Top of Extract

Two high-rise towers no one ever lived in get imploded after 12-year legal fight in India
Two high-rise apartment towers in India were leveled to the ground in a controlled demolition on Sunday after the country’s top court declared them illegal for violating building and fire safety regulations, officials said. They became India’s tallest structures to be razed to the ground.
More than 1,500 families vacated their apartments in the area more than seven hours before the nearly 100-meter (328-foot) tall towers crumbled inward by the impact of the implosion. The 32-story and 29-story towers, which were being constructed by a private builder in Noida city on the outskirts of New Delhi, were yet to be occupied.
“Largely, everything is OK,” said Ritu Maheshwari, a government administrator, after the demolition. “It happened as expected.”
The demolition was completed within seconds but followed a 12-year court battle between residents in the area and the builder, Supertech Limited.
The razing of the towers occurred after the Supreme Court found that the builder, in collusion with government officials, violated laws prohibiting construction within a certain distance from nearby buildings.

Bottom of Extract
Top of Dataset entries

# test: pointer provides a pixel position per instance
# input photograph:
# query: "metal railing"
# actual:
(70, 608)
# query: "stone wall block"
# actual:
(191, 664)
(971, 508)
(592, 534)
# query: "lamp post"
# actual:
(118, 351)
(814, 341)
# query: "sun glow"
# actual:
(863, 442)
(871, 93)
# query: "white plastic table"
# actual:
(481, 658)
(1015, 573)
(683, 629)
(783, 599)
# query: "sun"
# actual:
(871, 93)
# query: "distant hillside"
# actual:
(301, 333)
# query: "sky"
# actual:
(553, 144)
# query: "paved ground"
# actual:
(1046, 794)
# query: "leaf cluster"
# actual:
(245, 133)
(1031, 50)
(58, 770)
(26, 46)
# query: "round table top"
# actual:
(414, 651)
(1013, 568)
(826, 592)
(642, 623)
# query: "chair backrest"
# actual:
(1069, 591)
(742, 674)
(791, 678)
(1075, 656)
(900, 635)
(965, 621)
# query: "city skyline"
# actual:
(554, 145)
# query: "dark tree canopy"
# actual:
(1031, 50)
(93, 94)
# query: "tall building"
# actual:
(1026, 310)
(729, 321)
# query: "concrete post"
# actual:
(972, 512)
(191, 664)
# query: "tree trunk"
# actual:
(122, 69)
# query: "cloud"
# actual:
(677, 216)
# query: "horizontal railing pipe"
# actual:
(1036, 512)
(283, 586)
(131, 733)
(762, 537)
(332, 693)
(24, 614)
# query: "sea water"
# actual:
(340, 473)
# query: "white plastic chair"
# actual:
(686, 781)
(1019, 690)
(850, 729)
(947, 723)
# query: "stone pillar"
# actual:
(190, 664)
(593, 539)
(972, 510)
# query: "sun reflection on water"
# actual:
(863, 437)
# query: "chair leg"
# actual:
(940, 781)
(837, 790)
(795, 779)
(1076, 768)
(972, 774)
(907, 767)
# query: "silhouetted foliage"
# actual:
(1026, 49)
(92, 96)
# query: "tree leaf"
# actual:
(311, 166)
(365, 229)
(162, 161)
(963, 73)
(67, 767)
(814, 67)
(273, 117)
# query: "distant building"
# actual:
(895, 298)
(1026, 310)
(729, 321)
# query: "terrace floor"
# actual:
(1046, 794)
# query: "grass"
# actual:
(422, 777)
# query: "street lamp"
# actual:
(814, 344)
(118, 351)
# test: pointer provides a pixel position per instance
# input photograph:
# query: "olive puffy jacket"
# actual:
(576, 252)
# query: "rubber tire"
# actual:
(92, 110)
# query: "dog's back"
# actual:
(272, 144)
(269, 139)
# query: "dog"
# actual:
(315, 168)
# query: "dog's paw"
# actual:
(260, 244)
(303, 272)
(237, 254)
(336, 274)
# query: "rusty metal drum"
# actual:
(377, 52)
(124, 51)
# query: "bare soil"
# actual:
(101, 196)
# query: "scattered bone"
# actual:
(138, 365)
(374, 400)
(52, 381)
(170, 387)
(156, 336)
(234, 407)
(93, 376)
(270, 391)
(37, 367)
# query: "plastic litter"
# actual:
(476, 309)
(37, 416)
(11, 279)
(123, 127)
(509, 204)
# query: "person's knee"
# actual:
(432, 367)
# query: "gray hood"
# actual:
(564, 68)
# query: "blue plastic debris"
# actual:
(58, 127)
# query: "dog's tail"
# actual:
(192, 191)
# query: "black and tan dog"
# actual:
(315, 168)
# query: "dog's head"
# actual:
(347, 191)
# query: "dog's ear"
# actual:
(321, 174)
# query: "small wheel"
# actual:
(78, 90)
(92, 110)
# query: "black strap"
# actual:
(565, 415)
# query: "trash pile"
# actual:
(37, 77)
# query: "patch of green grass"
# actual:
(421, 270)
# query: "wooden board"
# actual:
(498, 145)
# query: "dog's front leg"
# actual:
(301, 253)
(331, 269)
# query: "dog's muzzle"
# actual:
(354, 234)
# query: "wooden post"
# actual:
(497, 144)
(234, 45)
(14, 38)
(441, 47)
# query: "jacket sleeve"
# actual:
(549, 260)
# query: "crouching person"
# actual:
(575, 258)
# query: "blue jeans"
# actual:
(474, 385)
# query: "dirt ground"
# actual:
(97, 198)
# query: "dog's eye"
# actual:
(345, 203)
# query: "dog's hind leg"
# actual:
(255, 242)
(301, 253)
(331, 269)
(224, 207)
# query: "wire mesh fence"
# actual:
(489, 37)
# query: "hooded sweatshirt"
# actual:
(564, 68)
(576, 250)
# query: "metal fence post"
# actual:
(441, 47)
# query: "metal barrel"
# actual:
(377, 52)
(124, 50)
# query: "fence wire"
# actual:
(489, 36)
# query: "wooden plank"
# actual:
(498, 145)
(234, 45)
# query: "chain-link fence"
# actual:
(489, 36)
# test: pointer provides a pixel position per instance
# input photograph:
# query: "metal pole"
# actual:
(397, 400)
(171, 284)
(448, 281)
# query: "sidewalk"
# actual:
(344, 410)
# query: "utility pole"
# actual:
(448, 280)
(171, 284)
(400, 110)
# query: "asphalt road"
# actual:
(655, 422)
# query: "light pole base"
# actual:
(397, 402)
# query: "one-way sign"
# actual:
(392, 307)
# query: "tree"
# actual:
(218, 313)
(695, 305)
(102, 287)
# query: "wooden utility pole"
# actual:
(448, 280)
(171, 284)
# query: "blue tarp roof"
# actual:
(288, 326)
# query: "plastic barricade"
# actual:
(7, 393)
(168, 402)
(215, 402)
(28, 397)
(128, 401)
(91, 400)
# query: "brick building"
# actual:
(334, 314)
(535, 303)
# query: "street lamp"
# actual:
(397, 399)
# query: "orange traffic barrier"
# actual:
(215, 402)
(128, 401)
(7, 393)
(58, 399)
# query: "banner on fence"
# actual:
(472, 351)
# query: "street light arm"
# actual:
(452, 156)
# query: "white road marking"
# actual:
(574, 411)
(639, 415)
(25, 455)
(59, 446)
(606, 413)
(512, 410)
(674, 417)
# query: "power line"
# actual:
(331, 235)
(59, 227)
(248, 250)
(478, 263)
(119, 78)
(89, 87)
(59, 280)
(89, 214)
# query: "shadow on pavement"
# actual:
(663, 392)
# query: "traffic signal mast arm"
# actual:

Bottom of Dataset entries

> [Instructions]:
1 > In the tower demolition article:
(a) How many families vacated their apartments before the demolition?
(b) What is the name of the builder?
(c) How many years did the court battle last?
2 > Reproduce the tower demolition article from "More than 1,500" up to and including "from nearby buildings.".
The data has no connection to the tower demolition article.

> [Numbered answers]:
1 >
(a) More than 1,500
(b) Supertech Limited
(c) 12 years

2 >
More than 1,500 families vacated their apartments in the area more than seven hours before the nearly 100-meter (328-foot) tall towers crumbled inward by the impact of the implosion. The 32-story and 29-story towers, which were being constructed by a private builder in Noida city on the outskirts of New Delhi, were yet to be occupied.
“Largely, everything is OK,” said Ritu Maheshwari, a government administrator, after the demolition. “It happened as expected.”
The demolition was completed within seconds but followed a 12-year court battle between residents in the area and the builder, Supertech Limited.
The razing of the towers occurred after the Supreme Court found that the builder, in collusion with government officials, violated laws prohibiting construction within a certain distance from nearby buildings.